There are a good many wedding happening in our community. Jason and Tori were married yesterday. I actually did a wedding here a couple weeks back for someone not in our church. Jess and John get married this coming week! And then Hannah and Andrew and Kristi and Joshua at the end of May. So I saw this meme that I shared with my pastor cohort that I really wanted to work into a wedding ceremony, but I don’t think I can. I might try to, but I don’t know. 

But I want to tell you about it.  

So in this meme, in this picture is a minister. He’s got his robe on and his stole. He has his Bible and a really cheesy smile. Then on either side of him are a bride and groom and the groom is placing a ring on his bride’s finger. At the top of the picture it read this: “Intends to read 1 John 4:18 at a wedding” and beneath the picture it reads “Accidentally reads John 4:18”. This is obviously a pastor joke (bear with me), but maybe you will get it when I tell you what 1 John 4:18 is and then what John 4:18 is.  

So 1 John 4:18 is classic wedding stuff. It read, “Perfect love casts out fear.” Perfect.
John 4:18 read like this, “for you have had five husbands, and the one you now have is not your husband. What you have said is true.”
Those are very different passages.  

But you know what, that second passage is said to the woman at the well in John 4. And if you remember that story, there is this woman who Jesus meets at a well at the hottest part of the day. She is alone, which woman do for their own safety and she is there at the hottest part which she wouldn’t normally do for her own health. But she is there at that time because she has constantly been rejected, but her townsfolk, by her friends, by men.  

And it is into that fearful situation of a man coming to her at the well where she encounters perfect love, love incarnate. And at that meeting there at the well, her life was changed. She went back to the place of her fear, she went back to the town of her rejection and she said, “Come and see a man who told me everything I ever did!” Which is the wildest evangelistic message ever especially for a women who has had five husbands, unless it is the case that he was able to hold all that she did in perfect love that drove out her fears! 

What she needed, and she knew this was the case of the very people who had estranged her, was the blessing of God! 
“[F]or you have had five husbands, and the one you now have is not your husband. What you have said is true.” but “perfect love casts our fear.” 

Let’s turn our thoughts and our attention to Luke.  

The word “blessed” happens quite a bit in Luke.
Elizabeth blessed Mary in chapter 1 when the child inside of her leaps at the presence of the child inside Mary.

● ● ● ● ● ● ●

▶ **Short problem**: Please reproduce the sermon word for word from "And it is into" to "out her fears!". The listing comes from a different source than the sermon.

▶ **Dataset extract**:
● ● ● ● ● ● ●

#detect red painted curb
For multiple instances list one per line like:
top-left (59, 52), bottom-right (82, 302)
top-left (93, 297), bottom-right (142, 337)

● ● ● ● ● ● ●

▶ **Final result**:
And it is into that fearful situation of a man coming to her at the well where she encounters perfect love, love incarnate. And at that meeting there at the well, her life was changed. She went back to the place of her fear, she went back to the town of her rejection and she said, “Come and see a man who told me everything I ever did!” Which is the wildest evangelistic message ever especially for a women who has had five husbands, unless it is the case that he was able to hold all that she did in perfect love that drove out her fears!